Exercise details
Each entry below is to be transcribed exactly.
========
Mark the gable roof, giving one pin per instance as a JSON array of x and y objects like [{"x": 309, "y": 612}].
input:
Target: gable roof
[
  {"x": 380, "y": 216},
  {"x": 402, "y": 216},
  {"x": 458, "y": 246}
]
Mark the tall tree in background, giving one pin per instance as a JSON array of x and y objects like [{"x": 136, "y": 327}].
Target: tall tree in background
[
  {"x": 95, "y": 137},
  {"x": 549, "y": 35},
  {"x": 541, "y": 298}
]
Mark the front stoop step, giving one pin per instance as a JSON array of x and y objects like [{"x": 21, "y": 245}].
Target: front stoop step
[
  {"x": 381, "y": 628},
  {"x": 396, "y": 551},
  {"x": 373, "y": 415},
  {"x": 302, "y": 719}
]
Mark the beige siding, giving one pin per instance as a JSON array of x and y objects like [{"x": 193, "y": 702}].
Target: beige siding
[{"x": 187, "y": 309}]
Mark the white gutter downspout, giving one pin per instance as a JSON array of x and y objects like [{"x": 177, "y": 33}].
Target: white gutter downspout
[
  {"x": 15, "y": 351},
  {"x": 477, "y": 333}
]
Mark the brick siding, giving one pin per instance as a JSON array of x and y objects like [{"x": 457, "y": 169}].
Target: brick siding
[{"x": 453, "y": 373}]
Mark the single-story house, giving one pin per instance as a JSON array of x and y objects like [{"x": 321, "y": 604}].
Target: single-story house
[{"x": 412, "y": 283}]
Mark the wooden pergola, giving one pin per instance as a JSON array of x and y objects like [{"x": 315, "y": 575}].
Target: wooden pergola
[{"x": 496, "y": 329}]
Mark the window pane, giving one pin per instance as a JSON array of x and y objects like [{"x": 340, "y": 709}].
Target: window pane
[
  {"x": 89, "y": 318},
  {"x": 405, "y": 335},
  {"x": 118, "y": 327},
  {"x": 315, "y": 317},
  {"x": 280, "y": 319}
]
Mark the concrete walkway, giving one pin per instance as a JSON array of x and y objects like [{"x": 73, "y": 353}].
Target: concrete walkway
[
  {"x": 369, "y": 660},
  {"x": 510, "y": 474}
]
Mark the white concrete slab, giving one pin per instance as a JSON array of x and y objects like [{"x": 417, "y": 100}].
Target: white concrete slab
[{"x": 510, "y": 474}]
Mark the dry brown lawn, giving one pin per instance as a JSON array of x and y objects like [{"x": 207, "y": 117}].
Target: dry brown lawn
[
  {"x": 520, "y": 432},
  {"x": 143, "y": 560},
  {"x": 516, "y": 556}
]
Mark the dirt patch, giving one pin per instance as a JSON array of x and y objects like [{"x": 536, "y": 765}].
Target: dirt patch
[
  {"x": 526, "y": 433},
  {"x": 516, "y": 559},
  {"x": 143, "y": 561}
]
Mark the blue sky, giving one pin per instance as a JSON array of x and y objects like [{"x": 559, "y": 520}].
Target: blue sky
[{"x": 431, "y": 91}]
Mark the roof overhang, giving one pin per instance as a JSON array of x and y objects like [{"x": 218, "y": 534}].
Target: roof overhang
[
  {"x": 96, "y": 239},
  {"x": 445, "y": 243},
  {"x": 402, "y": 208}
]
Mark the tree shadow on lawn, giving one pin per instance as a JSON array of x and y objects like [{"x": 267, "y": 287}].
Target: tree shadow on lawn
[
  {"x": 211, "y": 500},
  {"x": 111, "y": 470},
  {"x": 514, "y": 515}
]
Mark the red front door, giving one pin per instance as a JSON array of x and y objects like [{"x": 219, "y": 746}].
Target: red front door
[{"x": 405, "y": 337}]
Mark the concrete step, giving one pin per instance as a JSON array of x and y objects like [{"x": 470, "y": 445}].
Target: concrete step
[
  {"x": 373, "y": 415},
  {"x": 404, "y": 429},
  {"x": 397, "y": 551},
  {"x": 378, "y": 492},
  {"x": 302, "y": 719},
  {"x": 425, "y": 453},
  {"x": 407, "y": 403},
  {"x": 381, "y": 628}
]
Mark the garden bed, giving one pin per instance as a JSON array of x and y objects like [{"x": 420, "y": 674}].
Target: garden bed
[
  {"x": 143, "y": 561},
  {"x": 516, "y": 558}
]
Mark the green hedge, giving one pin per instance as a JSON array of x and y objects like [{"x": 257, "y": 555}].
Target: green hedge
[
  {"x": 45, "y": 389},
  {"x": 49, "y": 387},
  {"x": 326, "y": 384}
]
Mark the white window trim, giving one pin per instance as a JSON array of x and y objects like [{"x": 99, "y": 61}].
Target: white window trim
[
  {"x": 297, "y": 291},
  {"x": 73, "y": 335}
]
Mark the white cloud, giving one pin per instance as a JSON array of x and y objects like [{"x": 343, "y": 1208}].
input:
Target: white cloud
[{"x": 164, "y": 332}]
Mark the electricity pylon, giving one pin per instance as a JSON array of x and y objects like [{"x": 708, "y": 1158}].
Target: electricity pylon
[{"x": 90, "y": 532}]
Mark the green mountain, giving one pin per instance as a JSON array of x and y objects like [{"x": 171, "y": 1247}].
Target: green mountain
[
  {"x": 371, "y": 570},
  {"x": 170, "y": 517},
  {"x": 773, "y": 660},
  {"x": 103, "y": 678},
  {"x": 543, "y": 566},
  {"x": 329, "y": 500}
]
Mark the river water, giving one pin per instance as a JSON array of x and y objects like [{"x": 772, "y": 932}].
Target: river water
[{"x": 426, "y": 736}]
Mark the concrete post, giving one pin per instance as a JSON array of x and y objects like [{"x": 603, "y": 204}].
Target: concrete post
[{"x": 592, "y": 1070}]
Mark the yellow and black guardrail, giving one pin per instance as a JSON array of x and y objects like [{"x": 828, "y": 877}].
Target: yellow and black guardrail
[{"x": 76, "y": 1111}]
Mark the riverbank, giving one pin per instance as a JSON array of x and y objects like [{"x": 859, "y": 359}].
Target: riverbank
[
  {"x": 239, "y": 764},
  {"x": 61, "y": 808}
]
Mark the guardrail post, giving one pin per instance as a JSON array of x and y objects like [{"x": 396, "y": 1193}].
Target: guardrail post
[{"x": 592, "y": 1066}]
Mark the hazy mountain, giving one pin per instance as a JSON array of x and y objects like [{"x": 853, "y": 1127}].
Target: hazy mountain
========
Complete output
Mark the gable roof, giving one pin per instance as a JSON array of x and y objects like [{"x": 309, "y": 612}].
input:
Target: gable roof
[
  {"x": 380, "y": 216},
  {"x": 402, "y": 216},
  {"x": 458, "y": 246}
]
Mark the tall tree in background, giving one pin per instance as a JSON array of x and y objects like [{"x": 136, "y": 327}].
Target: tall tree in background
[
  {"x": 95, "y": 137},
  {"x": 549, "y": 35},
  {"x": 541, "y": 298}
]
Mark the front stoop step, giving one pin per instance as a JSON array of x and y objects like [{"x": 21, "y": 245}].
Target: front stoop step
[
  {"x": 381, "y": 628},
  {"x": 396, "y": 551},
  {"x": 373, "y": 415},
  {"x": 302, "y": 719}
]
Mark the beige siding, giving one pin per instance as a JSON array of x and y objects like [{"x": 193, "y": 702}].
Target: beige siding
[{"x": 187, "y": 309}]
Mark the white gutter downspout, giving one pin per instance as a JSON array of x and y objects like [{"x": 177, "y": 33}].
Target: white gutter downspout
[
  {"x": 15, "y": 351},
  {"x": 477, "y": 333}
]
Mark the brick siding, giving one pin per instance as a JSON array of x and y objects like [{"x": 457, "y": 169}].
Target: brick siding
[{"x": 453, "y": 373}]
Mark the single-story house, giving one pin per instance as a JSON array of x and y objects like [{"x": 321, "y": 604}].
Target: single-story house
[{"x": 412, "y": 283}]
Mark the wooden pergola, giving one pin per instance as a JSON array of x and y objects like [{"x": 315, "y": 575}].
Target: wooden pergola
[{"x": 496, "y": 329}]
Mark the window pane, giving one pin per instance as a JSON array of x and y objects like [{"x": 340, "y": 709}].
Target: window pane
[
  {"x": 89, "y": 318},
  {"x": 405, "y": 335},
  {"x": 118, "y": 327},
  {"x": 315, "y": 317},
  {"x": 280, "y": 319}
]
Mark the concrete walkway, giving one pin per instance as a JSON array of x and y objects like [{"x": 73, "y": 353}].
Target: concrete walkway
[
  {"x": 369, "y": 660},
  {"x": 510, "y": 474}
]
Mark the white concrete slab, giving one pin per instance as a JSON array of x and y objects like [{"x": 417, "y": 100}].
Target: white concrete slab
[{"x": 510, "y": 474}]
Mark the dry brown lawn, giving one pin per instance as a JSON array of x and y objects like [{"x": 207, "y": 117}].
Target: dry brown lawn
[
  {"x": 520, "y": 432},
  {"x": 143, "y": 560},
  {"x": 516, "y": 556}
]
Mark the dirt patch, giving one pin per instance as a JSON array of x and y objects like [{"x": 536, "y": 765}].
Target: dirt patch
[
  {"x": 526, "y": 433},
  {"x": 516, "y": 559},
  {"x": 143, "y": 561}
]
Mark the blue sky, giving one pin per instance as a JSON array of x and y objects like [{"x": 559, "y": 520}].
Target: blue sky
[{"x": 431, "y": 91}]
Mark the roof overhang, giving one pin per instance as a JSON array of x and y objects like [{"x": 218, "y": 534}].
Target: roof overhang
[
  {"x": 96, "y": 239},
  {"x": 445, "y": 243},
  {"x": 402, "y": 208}
]
Mark the tree shadow on lawn, giving one pin per instance as a JSON array of x and y objects like [{"x": 267, "y": 287}].
Target: tree shadow on lawn
[
  {"x": 211, "y": 500},
  {"x": 111, "y": 470},
  {"x": 514, "y": 515}
]
Mark the red front door, giving one pin per instance as a JSON array of x and y objects like [{"x": 219, "y": 746}].
Target: red front door
[{"x": 405, "y": 337}]
Mark the concrete step, giving one pin per instance as a JSON array of x and y objects like [{"x": 470, "y": 445}].
Target: concrete step
[
  {"x": 373, "y": 415},
  {"x": 404, "y": 429},
  {"x": 397, "y": 551},
  {"x": 378, "y": 492},
  {"x": 302, "y": 719},
  {"x": 425, "y": 453},
  {"x": 407, "y": 403},
  {"x": 381, "y": 628}
]
Mark the garden bed, giving one pin per instance as a JSON array of x and y objects like [{"x": 420, "y": 674}].
Target: garden bed
[
  {"x": 143, "y": 561},
  {"x": 516, "y": 558}
]
Mark the green hedge, giving one pin per instance as a JSON array of x and y objects like [{"x": 257, "y": 555}].
Target: green hedge
[
  {"x": 45, "y": 389},
  {"x": 49, "y": 387},
  {"x": 326, "y": 384}
]
Mark the white window trim, giving one pin per instance as a JSON array of x and y objects like [{"x": 99, "y": 61}].
Target: white window trim
[
  {"x": 297, "y": 291},
  {"x": 73, "y": 335}
]
Mark the white cloud, giving one pin per instance as a JSON array of x and y objects like [{"x": 343, "y": 1208}].
input:
Target: white cloud
[{"x": 164, "y": 332}]
Mark the electricity pylon, giving one pin per instance as a JSON array of x and y objects like [{"x": 708, "y": 1158}].
Target: electricity pylon
[{"x": 90, "y": 532}]
Mark the green mountain, giving one pin per instance as a JSON array of x and y objects like [{"x": 171, "y": 1247}].
Target: green mountain
[
  {"x": 371, "y": 570},
  {"x": 170, "y": 517},
  {"x": 773, "y": 660},
  {"x": 103, "y": 678},
  {"x": 543, "y": 566},
  {"x": 329, "y": 500}
]
Mark the river water, giving one pin per instance as a JSON array of x and y objects like [{"x": 772, "y": 932}].
Target: river water
[{"x": 426, "y": 736}]
Mark the concrete post, giving one pin per instance as a JSON array of x and y objects like [{"x": 603, "y": 204}].
Target: concrete post
[{"x": 592, "y": 1070}]
Mark the yellow and black guardrail, giving one pin per instance as a JSON array of x and y objects like [{"x": 828, "y": 877}].
Target: yellow and black guardrail
[{"x": 76, "y": 1111}]
Mark the riverbank, giving one pin per instance as a JSON array of x and y objects like [{"x": 859, "y": 359}].
Target: riverbank
[
  {"x": 239, "y": 764},
  {"x": 61, "y": 808}
]
Mark the guardrail post, giving one pin per instance as a JSON array of x and y objects like [{"x": 396, "y": 1193}].
Target: guardrail post
[{"x": 592, "y": 1066}]
Mark the hazy mountain, giving one pin per instance as a JSON array of x and y objects like [{"x": 853, "y": 1127}].
Target: hazy mountain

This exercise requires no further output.